* **TEXTAUSZUG**
Abgeordnete legen nach
Das Europäische Parlament hat sein Verhandlungsmandat für die sich im Trilog befindliche Verordnung über grenzüberschreitende Gesundheitsbedrohungen geschärft.
UM – 11/2021
In seiner Sitzung am 5. Oktober kam eine große Mehrheit der Parlamentarierinnen
und Parlamentarier zu dem Schluss, dass die Funktionsweise der neuen EU-Behörde
für Notfallvorsorge und -reaktion im Gesundheitswesen (HERA) besser mit den europäischen
Regelungen über grenzüberschreitende Gesundheitsbedrohungen abgestimmt sein
müsse. Das wundert nicht, sind doch viele Abgeordnete vom Vorschlag der
Europäischen Kommission vom 14. September zur HERA enttäuscht.

* **IHRE AUFGABEN**
a. Beantworten Sie anhand des Textauszugs:
(i) An welchem Tag fand die Sitzung des Europäischen Parlaments statt?
(ii) Mit welcher Abkürzung wird die neue EU-Behörde für Notfallvorsorge und -reaktion im Gesundheitswesen bezeichnet?
(iii) Von welchem Datum stammt der Vorschlag der Europäischen Kommission zur HERA?
b. Zählen Sie alle Einrichtungen der EU auf, die im Textauszug namentlich erwähnt werden.

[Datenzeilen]
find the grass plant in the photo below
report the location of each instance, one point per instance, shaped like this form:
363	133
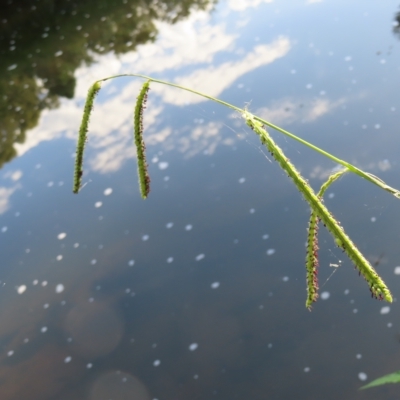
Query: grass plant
319	212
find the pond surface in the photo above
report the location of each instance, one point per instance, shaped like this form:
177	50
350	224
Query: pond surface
199	291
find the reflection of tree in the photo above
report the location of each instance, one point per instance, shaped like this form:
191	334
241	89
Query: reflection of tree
43	43
396	27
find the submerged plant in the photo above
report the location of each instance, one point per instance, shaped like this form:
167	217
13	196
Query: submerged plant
319	212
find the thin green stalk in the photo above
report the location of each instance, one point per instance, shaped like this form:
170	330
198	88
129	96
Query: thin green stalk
377	286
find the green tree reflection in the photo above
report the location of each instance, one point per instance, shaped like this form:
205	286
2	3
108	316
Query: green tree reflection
43	42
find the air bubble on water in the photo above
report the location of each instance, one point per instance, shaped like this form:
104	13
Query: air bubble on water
59	288
325	295
362	376
21	289
385	310
193	346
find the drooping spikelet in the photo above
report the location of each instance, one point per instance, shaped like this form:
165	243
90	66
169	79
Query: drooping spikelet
83	130
144	178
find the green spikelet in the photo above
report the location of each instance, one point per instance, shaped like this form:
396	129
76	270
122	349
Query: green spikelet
144	178
377	286
312	245
83	130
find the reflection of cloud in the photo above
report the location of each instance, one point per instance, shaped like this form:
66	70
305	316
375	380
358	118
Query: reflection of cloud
240	5
5	194
288	111
213	80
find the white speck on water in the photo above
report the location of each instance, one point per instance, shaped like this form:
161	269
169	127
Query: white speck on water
325	295
21	289
385	310
362	376
59	288
193	346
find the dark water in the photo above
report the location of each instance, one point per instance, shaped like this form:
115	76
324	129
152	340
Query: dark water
199	291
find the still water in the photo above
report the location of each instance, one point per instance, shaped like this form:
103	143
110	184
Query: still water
199	291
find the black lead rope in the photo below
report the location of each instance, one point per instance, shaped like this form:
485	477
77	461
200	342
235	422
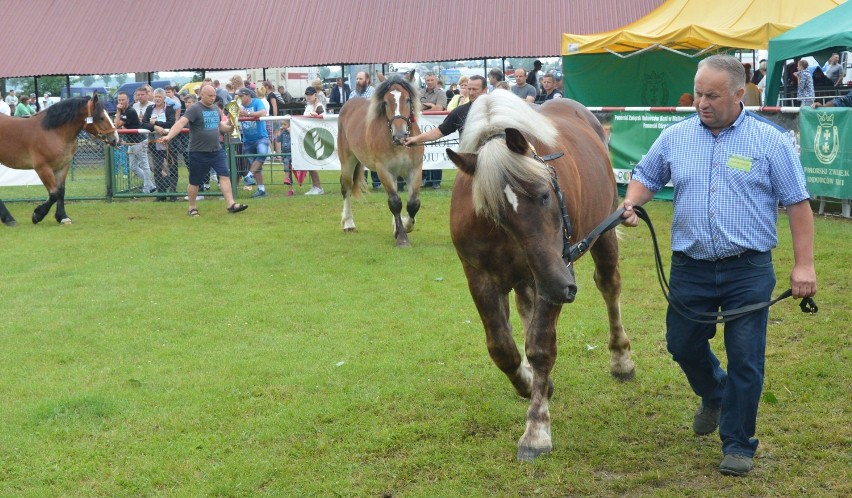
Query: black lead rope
808	305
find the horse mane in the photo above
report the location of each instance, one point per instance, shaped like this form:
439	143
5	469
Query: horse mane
66	111
496	165
377	100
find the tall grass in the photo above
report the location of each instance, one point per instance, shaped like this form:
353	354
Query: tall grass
268	353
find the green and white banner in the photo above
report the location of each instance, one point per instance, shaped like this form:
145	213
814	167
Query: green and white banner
314	143
825	138
631	135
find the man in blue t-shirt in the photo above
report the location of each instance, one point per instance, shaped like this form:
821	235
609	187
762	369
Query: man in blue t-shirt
255	138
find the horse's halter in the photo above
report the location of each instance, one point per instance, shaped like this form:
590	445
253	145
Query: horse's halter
90	123
567	226
408	119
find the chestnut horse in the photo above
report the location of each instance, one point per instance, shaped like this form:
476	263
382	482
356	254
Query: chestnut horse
507	226
46	143
371	133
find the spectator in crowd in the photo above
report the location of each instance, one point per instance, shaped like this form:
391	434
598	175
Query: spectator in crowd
433	97
523	89
534	76
340	92
23	108
760	73
805	84
363	87
4	108
548	85
722	253
255	138
751	97
314	108
455	119
461	98
207	122
834	70
844	101
126	118
12	99
158	119
494	76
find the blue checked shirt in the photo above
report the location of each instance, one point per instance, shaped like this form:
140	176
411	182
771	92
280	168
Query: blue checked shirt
726	188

* **LÖSUNGEN JE AUFGABE**
a.
(i) Am 5. Oktober.
(ii) HERA.
(iii) Vom 14. September.

b.
- Europäisches Parlament
- EU-Behörde für Notfallvorsorge und -reaktion im Gesundheitswesen (HERA)
- Europäische Kommission